#### SOAL TUGAS A:
Menurut teks tentang Hari Rabu Abu, abu adalah lambang biblis dari apa?
#### SOAL TUGAS B:
Lanjutkan teks tentang Hari Rabu Abu mulai dari kalimat terakhirnya.

─── KUTIPAN DOKUMEN

Mengapa diberi tanda dengan abu? Karena abu adalah lambang biblis dari sesal dan tobat. Dalam jaman Kitab Suci, umat Allah mempunyai kebiasaan untuk berpuasa, mengenakan kain kabung, duduk di atas abu, serta menaburi kepala mereka dengan abu. Sekarang kita tidak lagi mengenakan kain kabung atau duduk di atas abu, tetapi kita masih meneruskan kebiasaan berpuasa dan membubuhkan abu pada kening kita sebagai tanda sesal dan tobat. Sesungguhnya, Hari Rabu Abu bukanlah hari sekedar membubuhi dahi kita dengan abu, tetapi juga adalah hari puasa.

──────
─── BARIS TERSIMPAN

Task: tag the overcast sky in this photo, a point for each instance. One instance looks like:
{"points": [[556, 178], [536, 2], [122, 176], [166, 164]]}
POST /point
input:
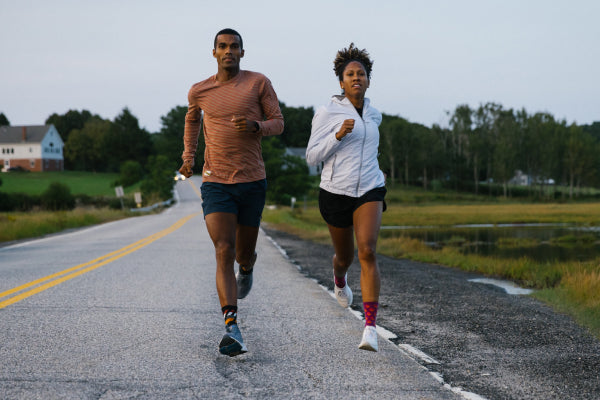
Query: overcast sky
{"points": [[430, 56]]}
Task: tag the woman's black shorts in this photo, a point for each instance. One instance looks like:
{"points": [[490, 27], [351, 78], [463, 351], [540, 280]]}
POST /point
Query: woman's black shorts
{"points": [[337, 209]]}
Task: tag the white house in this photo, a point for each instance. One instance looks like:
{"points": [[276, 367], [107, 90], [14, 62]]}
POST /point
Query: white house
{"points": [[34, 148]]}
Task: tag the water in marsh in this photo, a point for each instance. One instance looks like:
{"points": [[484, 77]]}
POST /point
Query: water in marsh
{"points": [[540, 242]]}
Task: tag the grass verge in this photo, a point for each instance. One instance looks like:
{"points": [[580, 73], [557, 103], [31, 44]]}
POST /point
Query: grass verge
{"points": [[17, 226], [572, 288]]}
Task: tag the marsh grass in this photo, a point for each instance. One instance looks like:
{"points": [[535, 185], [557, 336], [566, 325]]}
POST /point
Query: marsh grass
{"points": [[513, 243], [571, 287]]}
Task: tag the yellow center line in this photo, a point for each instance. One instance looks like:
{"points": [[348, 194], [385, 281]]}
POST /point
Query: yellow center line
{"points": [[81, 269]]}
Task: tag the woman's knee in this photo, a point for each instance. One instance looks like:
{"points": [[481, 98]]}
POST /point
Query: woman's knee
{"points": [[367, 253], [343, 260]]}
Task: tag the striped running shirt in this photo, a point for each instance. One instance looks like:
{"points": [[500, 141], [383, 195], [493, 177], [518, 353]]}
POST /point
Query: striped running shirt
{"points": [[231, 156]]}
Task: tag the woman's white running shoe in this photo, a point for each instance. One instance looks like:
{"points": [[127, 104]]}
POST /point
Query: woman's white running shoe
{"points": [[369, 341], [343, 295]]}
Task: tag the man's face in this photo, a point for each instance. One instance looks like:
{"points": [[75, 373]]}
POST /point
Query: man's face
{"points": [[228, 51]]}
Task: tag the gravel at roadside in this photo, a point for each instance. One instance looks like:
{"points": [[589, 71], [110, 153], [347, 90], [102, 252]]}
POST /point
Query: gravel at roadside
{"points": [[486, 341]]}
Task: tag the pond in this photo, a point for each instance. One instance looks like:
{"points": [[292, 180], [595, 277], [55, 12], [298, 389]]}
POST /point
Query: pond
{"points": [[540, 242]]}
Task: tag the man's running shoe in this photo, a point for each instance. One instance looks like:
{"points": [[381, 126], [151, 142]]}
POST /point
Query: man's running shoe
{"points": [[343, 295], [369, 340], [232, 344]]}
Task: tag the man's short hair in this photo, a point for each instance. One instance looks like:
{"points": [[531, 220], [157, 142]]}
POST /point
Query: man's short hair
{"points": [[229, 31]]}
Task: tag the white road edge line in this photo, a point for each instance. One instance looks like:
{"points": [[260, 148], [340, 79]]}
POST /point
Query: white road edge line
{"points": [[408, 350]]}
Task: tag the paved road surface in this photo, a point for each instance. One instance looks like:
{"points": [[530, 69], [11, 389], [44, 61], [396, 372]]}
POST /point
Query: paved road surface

──────

#### JAWABAN TUGAS A:
Sesal dan tobat.

#### JAWABAN TUGAS B:
Adakah makna lain dari abu? Ya. Abu juga melambangkan kematian, dan dengan demikian mengingatkan kita akan ketidakabadian kita. Karenanya, ketika imam dengan ibu jarinya membubuhkan abu di kening umat, ia akan berkata, “Ingatlah, manusia berasal dari debu dan akan kembali menjadi debu", seperti yang difirmankan Tuhan kepada Adam (Kej 3:19, Ayb 34:15; Mzm 90:3; Mzm 104:29; Pengkhotbah 3:20). Perkataan tersebut diucapkan juga dalam pemakaman, “Abu menjadi abu; debu menjadi debu,” sesuai firman Tuhan kepada Adam, dan sesuai dengan pengakuan Abraham, “Aku debu dan abu” (Kej 18:27). Demikianlah abu menjadi tanda ketidakabadian kita serta mengingatkan kita akan pentingnya bertobat sebelum hidup kita di dunia ini berakhir dan kita menghadap Sang Pencipta.

 

Berasal dari manakah abu yang digunakan pada Hari Rabu Abu? Abu tersebut dibuat dengan membakar daun-daun palma yang berasal dari hari Minggu Palma tahun sebelumnya. Daun-daun palma itu kemudian diberkati oleh imam - abu yang diberkati telah digunakan dalam ritual keagamaan sejak jaman Musa (Bil 19:9-10,17).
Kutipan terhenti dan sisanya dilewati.